[What to do] The answer is to be an exact copy of the lines below running from the line with "Query: man's eyeglasses" down to the line with "Query: man's hand", both ends included, and nothing more.
*** Given entries
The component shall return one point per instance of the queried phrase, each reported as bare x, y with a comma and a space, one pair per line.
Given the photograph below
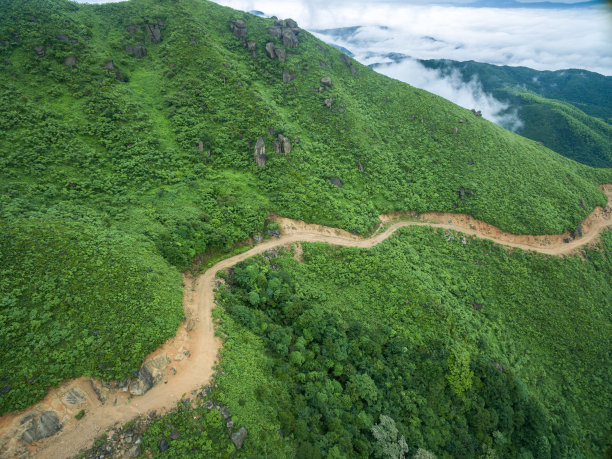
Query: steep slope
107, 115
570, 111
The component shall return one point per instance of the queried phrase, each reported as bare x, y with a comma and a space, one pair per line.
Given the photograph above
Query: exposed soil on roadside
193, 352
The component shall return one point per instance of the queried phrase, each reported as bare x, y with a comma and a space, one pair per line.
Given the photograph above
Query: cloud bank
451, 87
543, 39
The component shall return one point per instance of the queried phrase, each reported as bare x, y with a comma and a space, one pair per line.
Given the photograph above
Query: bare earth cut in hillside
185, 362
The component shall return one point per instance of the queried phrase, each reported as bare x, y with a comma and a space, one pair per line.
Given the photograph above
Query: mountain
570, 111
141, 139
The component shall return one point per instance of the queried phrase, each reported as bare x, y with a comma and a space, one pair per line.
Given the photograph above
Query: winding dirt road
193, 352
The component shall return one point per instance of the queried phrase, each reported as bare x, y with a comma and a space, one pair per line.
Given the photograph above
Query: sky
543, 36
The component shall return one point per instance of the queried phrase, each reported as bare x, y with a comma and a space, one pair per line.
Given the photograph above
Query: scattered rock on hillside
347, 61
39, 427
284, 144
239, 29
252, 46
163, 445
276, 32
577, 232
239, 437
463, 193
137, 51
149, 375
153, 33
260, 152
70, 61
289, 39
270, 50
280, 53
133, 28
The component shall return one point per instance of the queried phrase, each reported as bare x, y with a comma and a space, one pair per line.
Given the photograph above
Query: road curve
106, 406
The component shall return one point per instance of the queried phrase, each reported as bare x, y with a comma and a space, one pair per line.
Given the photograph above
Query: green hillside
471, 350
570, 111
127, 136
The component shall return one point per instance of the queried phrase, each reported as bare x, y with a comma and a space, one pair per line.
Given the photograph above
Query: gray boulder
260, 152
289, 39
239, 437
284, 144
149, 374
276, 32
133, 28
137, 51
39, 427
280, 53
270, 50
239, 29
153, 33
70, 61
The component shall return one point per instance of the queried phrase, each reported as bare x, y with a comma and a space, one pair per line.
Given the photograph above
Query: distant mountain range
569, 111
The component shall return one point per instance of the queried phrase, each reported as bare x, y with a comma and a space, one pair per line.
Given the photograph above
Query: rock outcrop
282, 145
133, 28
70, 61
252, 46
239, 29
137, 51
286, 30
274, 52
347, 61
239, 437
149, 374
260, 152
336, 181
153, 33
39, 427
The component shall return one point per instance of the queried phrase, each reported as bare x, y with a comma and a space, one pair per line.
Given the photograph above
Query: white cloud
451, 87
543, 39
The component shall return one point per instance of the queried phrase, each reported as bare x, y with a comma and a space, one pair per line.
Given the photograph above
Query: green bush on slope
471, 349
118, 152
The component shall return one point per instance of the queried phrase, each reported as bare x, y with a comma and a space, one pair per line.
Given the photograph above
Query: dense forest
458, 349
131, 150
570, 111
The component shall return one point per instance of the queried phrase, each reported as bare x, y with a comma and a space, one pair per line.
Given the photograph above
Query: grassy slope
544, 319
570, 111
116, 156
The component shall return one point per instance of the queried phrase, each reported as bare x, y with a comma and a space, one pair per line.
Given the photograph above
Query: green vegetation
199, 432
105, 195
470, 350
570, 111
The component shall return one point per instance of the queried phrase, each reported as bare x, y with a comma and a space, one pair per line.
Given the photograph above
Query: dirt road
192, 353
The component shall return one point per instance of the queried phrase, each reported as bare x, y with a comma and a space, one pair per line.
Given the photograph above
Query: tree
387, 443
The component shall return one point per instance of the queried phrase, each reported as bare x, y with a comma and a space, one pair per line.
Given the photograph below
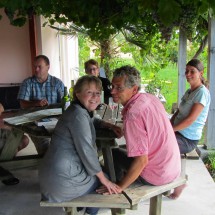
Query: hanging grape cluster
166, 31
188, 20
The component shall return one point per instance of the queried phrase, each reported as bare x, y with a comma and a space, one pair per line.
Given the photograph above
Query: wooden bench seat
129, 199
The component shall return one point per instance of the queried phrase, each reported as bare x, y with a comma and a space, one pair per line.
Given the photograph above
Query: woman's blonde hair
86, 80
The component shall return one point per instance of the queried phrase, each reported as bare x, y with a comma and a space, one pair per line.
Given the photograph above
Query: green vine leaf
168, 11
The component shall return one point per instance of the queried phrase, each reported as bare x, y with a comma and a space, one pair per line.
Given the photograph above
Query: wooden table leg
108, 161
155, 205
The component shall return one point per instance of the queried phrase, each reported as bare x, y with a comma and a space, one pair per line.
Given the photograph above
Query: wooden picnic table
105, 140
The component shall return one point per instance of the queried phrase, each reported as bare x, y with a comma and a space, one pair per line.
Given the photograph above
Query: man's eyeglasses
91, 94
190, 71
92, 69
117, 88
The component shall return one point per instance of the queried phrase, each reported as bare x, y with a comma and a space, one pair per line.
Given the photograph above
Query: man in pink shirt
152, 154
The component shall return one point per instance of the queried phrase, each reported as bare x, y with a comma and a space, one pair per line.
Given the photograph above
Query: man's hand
******
*** Given entries
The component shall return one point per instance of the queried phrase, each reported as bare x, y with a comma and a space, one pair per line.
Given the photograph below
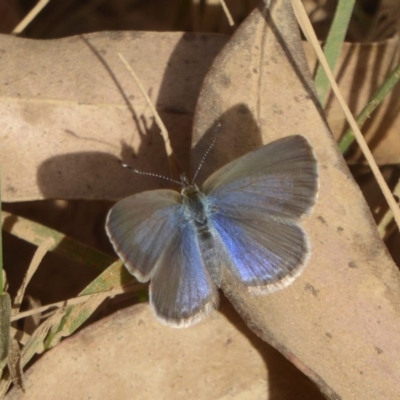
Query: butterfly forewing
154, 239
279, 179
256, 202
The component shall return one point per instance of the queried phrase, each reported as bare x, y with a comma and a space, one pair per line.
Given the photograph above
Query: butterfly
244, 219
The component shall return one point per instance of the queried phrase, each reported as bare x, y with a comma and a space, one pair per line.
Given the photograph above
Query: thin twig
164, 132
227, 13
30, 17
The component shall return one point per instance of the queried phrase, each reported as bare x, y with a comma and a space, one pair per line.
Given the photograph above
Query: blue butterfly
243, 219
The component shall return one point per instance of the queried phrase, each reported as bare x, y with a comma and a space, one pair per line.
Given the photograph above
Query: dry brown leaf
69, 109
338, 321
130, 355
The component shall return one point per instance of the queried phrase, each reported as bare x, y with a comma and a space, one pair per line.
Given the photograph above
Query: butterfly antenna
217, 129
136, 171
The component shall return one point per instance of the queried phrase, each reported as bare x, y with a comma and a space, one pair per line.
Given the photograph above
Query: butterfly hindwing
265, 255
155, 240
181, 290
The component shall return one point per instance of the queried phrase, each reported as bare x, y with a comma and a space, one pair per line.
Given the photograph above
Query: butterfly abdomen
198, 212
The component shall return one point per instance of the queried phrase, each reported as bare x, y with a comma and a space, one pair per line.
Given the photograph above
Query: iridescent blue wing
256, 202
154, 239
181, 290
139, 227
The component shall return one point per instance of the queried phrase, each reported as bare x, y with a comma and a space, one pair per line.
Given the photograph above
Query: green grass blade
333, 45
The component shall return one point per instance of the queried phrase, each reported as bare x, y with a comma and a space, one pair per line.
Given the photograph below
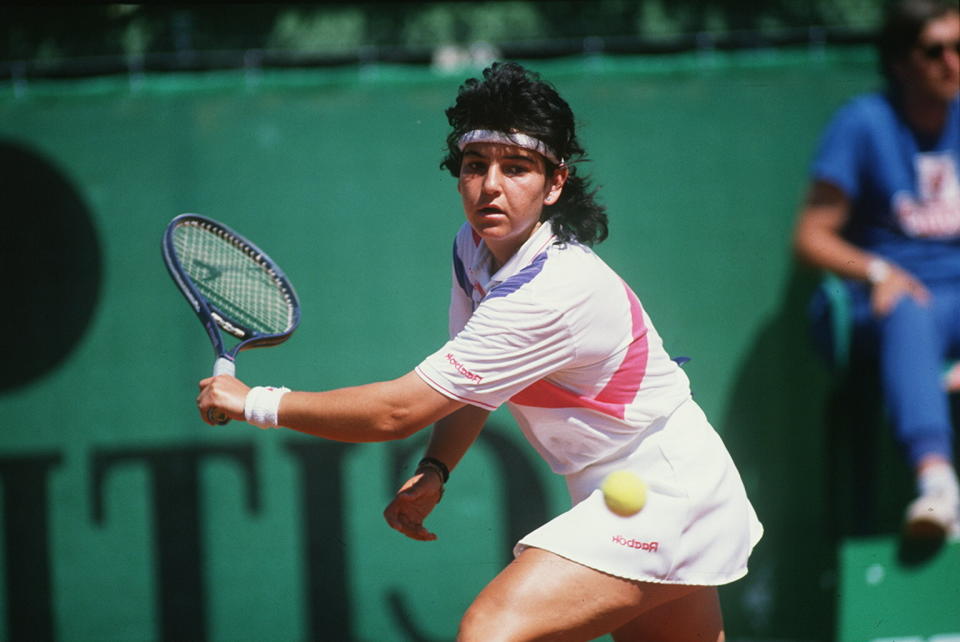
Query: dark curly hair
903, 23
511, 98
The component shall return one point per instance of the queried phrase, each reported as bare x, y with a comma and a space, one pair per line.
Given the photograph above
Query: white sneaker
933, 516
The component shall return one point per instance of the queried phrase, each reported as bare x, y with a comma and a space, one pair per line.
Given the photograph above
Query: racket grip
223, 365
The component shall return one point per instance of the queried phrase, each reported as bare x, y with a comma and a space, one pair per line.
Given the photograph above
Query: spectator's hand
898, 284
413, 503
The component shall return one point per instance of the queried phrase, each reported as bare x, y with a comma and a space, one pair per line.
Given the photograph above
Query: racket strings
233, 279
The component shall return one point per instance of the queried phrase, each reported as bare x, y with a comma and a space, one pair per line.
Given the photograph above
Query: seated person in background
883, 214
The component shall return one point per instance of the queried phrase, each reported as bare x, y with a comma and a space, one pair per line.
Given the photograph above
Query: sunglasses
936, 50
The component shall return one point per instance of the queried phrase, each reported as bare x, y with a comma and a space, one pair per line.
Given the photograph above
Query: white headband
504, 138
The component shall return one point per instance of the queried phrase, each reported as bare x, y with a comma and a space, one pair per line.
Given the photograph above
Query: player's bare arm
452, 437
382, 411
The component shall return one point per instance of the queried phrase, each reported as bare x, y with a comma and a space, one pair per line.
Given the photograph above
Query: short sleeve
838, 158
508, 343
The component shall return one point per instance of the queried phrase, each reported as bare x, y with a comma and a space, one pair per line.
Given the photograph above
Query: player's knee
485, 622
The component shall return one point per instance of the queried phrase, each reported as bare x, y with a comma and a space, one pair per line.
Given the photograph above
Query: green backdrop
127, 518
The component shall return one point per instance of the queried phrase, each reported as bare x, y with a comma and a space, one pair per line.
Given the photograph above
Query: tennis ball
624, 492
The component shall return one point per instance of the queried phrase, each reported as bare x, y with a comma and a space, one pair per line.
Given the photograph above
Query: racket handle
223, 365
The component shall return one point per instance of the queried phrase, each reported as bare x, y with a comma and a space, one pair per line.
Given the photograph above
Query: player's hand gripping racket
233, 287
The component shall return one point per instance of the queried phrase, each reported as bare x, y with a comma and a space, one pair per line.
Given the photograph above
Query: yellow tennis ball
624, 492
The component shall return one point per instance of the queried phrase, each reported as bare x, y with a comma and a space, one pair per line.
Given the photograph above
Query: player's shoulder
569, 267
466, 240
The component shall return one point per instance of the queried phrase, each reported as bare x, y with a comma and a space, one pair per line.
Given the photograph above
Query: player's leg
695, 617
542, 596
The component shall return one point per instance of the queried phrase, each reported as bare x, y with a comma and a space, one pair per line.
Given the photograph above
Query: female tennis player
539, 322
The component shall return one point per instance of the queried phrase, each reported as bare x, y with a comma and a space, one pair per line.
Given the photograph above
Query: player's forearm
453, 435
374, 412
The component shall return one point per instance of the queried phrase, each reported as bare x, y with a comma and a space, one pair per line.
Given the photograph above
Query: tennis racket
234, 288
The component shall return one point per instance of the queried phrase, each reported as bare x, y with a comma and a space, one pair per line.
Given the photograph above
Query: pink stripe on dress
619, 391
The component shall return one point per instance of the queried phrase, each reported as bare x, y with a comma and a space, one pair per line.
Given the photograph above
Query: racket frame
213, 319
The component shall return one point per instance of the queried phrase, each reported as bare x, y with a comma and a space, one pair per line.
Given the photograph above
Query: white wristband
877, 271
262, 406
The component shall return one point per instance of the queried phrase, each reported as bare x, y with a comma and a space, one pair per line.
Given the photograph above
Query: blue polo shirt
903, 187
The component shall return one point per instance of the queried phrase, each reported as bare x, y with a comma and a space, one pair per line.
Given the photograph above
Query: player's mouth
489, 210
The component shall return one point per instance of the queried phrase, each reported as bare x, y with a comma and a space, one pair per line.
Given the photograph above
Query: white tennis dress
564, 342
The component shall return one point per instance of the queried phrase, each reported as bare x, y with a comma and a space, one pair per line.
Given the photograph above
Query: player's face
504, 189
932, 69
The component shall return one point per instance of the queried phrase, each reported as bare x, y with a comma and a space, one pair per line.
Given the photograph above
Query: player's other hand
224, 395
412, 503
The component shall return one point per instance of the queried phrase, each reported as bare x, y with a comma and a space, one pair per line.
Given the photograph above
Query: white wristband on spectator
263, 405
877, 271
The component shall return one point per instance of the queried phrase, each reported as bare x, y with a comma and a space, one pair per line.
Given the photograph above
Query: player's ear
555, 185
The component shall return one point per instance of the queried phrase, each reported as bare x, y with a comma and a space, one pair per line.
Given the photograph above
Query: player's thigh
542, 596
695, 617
******
[Output of the exercise]
Query: man's eyeglasses
91, 94
190, 71
92, 69
117, 88
The component shall return one point per instance of the queried phrase, each reported as bare x, y with a comma and a space, one pair per line.
Given the photograph above
Query: man in pink shirt
152, 154
The component shall return one point per instance of the queried phrase, each reported as bare x, y with a comma and a space, one pair per line.
Given the photograph above
Query: man's hand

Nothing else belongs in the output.